TASK DESCRIPTION: The records follow. Count the lines holding "clicks" and give only the number.

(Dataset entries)
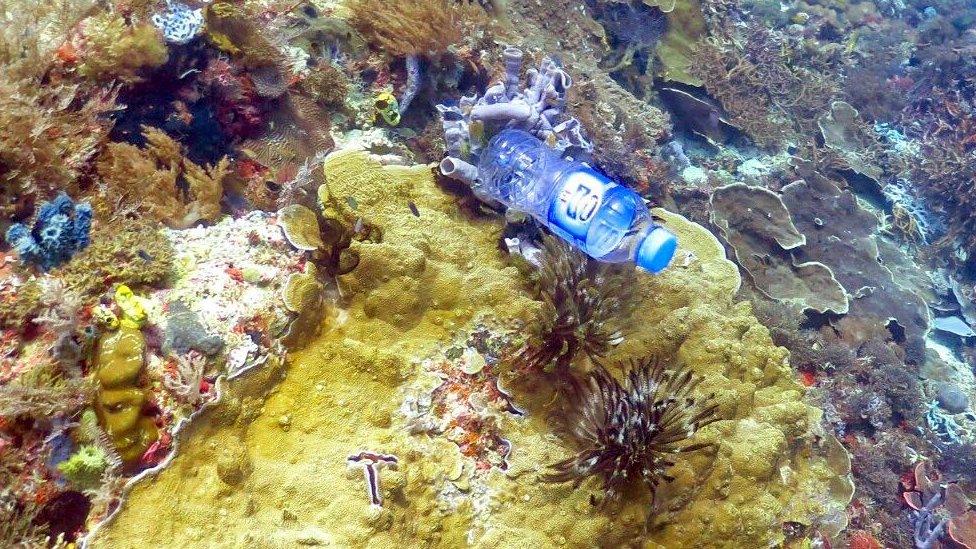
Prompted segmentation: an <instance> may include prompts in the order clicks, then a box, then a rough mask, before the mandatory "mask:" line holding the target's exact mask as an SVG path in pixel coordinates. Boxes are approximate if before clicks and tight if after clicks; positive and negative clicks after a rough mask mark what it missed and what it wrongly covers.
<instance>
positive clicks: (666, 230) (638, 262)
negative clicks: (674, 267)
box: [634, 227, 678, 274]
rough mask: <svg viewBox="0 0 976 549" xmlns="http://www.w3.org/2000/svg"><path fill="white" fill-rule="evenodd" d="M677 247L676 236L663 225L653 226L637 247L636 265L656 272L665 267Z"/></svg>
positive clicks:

TASK SOLUTION: 4